▶ [Task directions]:
Count the lines in the items below that contain the string "mountain" with the same capitalization, and reply with the number alone.

- - - -

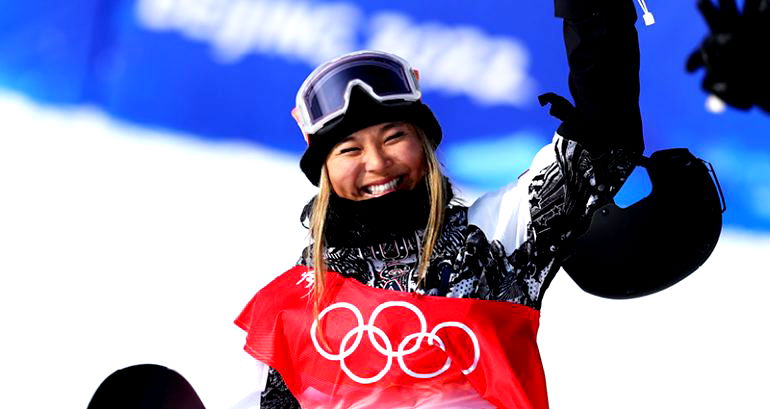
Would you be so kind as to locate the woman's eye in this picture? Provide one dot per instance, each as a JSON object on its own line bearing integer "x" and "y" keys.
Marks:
{"x": 395, "y": 136}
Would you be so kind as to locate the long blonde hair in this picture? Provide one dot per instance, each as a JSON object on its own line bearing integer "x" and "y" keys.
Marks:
{"x": 434, "y": 179}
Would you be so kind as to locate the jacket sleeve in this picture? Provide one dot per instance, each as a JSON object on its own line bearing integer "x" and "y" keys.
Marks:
{"x": 592, "y": 153}
{"x": 276, "y": 395}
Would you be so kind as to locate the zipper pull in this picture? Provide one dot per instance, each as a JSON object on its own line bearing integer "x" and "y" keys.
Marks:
{"x": 649, "y": 19}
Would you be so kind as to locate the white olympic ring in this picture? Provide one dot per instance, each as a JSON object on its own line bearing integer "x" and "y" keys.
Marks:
{"x": 387, "y": 349}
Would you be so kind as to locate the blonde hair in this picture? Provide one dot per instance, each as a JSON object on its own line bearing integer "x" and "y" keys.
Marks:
{"x": 434, "y": 180}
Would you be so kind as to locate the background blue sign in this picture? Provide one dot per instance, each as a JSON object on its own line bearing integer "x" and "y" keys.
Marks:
{"x": 228, "y": 70}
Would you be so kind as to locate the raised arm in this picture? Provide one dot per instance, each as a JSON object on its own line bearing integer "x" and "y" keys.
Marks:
{"x": 603, "y": 57}
{"x": 593, "y": 152}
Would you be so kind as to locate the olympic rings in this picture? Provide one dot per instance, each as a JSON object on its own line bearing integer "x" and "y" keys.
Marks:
{"x": 374, "y": 332}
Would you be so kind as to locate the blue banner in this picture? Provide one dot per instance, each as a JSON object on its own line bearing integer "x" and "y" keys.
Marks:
{"x": 229, "y": 69}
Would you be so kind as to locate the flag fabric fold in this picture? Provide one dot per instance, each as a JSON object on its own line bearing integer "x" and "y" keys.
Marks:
{"x": 373, "y": 348}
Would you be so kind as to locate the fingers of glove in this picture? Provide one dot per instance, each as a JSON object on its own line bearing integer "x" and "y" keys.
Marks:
{"x": 695, "y": 61}
{"x": 713, "y": 18}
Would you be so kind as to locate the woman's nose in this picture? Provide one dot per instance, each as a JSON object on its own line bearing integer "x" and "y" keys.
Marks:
{"x": 377, "y": 159}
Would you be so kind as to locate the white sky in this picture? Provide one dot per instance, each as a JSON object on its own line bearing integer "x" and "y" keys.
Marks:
{"x": 121, "y": 246}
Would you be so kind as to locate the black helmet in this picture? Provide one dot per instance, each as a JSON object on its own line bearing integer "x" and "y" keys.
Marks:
{"x": 657, "y": 241}
{"x": 352, "y": 92}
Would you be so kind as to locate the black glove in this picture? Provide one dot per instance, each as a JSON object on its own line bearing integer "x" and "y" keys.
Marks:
{"x": 735, "y": 53}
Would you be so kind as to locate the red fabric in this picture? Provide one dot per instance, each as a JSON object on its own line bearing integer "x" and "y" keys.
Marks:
{"x": 279, "y": 321}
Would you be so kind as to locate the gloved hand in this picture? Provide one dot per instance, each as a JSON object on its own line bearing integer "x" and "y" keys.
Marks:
{"x": 734, "y": 54}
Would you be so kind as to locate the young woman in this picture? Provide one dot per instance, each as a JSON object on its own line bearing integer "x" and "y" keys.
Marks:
{"x": 459, "y": 328}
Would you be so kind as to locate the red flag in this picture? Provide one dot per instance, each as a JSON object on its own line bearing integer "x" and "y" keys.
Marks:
{"x": 374, "y": 348}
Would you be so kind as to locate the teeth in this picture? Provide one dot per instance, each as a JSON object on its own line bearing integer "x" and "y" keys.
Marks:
{"x": 377, "y": 189}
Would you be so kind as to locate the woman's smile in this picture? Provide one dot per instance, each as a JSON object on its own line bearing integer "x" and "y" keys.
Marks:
{"x": 376, "y": 161}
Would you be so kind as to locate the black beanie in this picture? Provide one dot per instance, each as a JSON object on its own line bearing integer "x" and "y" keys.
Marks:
{"x": 365, "y": 111}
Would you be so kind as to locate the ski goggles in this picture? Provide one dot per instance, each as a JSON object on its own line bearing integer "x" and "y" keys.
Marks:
{"x": 325, "y": 94}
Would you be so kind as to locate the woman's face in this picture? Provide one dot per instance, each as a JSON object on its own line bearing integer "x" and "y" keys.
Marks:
{"x": 376, "y": 161}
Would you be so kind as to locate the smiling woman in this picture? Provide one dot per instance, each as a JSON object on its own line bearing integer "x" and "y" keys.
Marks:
{"x": 384, "y": 219}
{"x": 376, "y": 161}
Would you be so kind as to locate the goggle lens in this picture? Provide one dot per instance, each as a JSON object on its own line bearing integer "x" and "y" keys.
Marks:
{"x": 326, "y": 95}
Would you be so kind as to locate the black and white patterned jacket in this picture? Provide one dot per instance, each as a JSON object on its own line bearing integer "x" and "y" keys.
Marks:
{"x": 508, "y": 245}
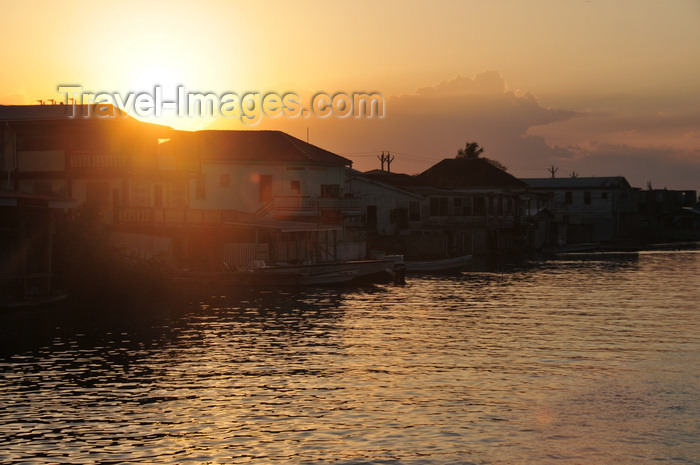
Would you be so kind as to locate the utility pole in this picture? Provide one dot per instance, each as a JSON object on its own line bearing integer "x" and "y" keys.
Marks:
{"x": 382, "y": 158}
{"x": 389, "y": 159}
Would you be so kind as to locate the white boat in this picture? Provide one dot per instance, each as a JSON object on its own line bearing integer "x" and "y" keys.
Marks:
{"x": 316, "y": 274}
{"x": 438, "y": 266}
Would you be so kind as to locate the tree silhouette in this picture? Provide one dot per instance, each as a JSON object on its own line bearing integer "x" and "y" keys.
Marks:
{"x": 471, "y": 150}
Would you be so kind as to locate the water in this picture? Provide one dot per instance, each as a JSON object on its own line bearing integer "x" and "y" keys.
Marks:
{"x": 559, "y": 362}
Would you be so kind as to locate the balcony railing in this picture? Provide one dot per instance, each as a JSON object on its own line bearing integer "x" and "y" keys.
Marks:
{"x": 97, "y": 160}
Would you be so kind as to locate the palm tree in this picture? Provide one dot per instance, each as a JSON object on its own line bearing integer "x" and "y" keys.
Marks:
{"x": 471, "y": 150}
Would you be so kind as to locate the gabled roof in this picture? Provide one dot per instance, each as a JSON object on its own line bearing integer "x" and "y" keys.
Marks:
{"x": 393, "y": 179}
{"x": 261, "y": 146}
{"x": 372, "y": 178}
{"x": 609, "y": 182}
{"x": 467, "y": 172}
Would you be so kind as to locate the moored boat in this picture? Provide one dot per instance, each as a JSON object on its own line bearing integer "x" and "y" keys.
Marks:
{"x": 438, "y": 266}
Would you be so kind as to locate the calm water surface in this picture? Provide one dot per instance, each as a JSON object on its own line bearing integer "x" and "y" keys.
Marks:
{"x": 557, "y": 362}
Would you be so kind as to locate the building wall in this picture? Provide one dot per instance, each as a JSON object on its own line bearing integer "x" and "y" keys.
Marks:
{"x": 383, "y": 200}
{"x": 237, "y": 186}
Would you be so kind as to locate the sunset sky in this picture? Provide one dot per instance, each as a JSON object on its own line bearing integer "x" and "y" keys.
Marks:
{"x": 595, "y": 87}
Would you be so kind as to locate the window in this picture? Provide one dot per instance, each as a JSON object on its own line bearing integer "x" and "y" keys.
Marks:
{"x": 330, "y": 190}
{"x": 97, "y": 194}
{"x": 414, "y": 211}
{"x": 43, "y": 188}
{"x": 201, "y": 188}
{"x": 371, "y": 216}
{"x": 438, "y": 206}
{"x": 399, "y": 217}
{"x": 457, "y": 207}
{"x": 265, "y": 188}
{"x": 479, "y": 206}
{"x": 225, "y": 180}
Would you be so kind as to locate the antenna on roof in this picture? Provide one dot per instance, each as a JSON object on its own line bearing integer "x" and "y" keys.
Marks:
{"x": 386, "y": 159}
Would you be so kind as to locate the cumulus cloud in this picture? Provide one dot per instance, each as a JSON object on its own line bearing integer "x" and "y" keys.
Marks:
{"x": 641, "y": 137}
{"x": 432, "y": 123}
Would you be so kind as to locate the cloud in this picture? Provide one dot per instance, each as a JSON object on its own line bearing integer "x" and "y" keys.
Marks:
{"x": 432, "y": 123}
{"x": 649, "y": 137}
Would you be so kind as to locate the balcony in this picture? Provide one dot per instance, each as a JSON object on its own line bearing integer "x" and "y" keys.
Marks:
{"x": 296, "y": 206}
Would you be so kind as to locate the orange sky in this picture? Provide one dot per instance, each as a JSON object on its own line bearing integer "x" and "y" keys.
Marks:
{"x": 595, "y": 87}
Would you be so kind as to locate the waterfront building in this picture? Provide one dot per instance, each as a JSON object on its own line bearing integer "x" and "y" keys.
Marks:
{"x": 458, "y": 206}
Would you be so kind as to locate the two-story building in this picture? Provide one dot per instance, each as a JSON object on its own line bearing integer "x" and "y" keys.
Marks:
{"x": 589, "y": 209}
{"x": 458, "y": 206}
{"x": 107, "y": 160}
{"x": 262, "y": 195}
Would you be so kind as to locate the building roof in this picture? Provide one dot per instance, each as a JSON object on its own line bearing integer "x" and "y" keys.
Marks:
{"x": 467, "y": 172}
{"x": 606, "y": 182}
{"x": 262, "y": 146}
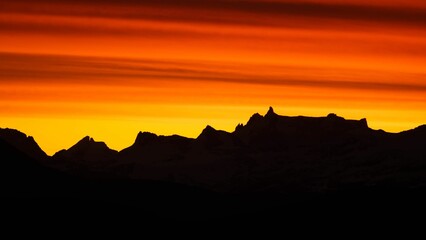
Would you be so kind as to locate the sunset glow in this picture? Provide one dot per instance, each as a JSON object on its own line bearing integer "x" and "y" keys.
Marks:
{"x": 110, "y": 69}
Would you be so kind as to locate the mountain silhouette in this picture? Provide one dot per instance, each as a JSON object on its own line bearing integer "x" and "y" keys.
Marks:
{"x": 87, "y": 149}
{"x": 271, "y": 159}
{"x": 23, "y": 143}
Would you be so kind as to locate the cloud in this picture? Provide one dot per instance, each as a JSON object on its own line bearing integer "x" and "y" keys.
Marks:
{"x": 50, "y": 69}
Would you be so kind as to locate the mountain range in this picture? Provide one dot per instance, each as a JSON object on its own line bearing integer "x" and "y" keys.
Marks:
{"x": 270, "y": 155}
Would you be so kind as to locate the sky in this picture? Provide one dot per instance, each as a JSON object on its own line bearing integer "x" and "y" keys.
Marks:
{"x": 109, "y": 69}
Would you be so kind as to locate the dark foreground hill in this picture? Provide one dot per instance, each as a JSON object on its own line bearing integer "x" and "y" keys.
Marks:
{"x": 273, "y": 167}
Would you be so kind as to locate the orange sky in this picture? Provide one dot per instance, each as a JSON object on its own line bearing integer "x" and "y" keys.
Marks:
{"x": 109, "y": 69}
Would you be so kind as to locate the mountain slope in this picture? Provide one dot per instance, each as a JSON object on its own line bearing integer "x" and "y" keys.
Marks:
{"x": 23, "y": 143}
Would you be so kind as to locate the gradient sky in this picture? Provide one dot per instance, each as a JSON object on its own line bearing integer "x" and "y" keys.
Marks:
{"x": 110, "y": 69}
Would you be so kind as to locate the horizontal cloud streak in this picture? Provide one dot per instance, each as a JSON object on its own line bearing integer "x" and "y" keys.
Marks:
{"x": 67, "y": 70}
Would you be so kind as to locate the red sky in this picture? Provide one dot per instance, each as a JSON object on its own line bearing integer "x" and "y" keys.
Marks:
{"x": 112, "y": 68}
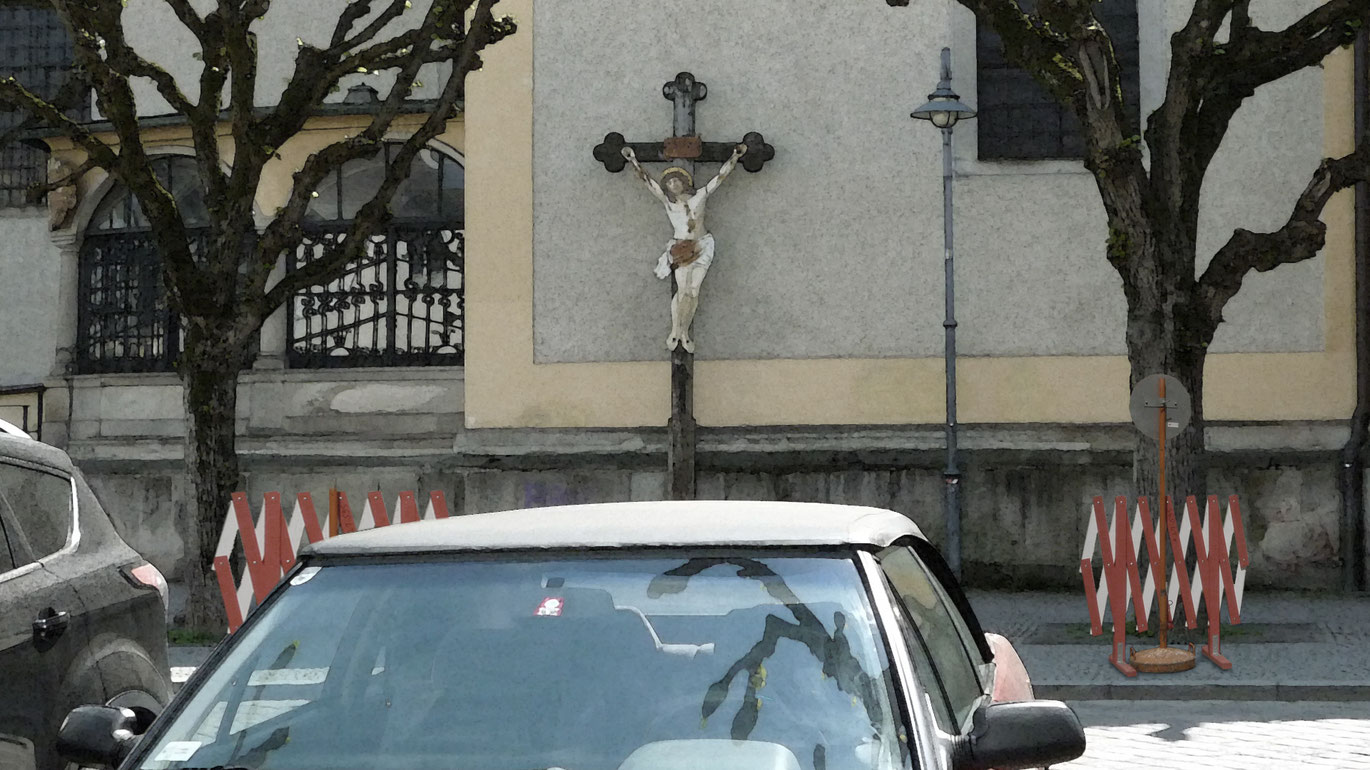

- - - -

▶ [Written answer]:
3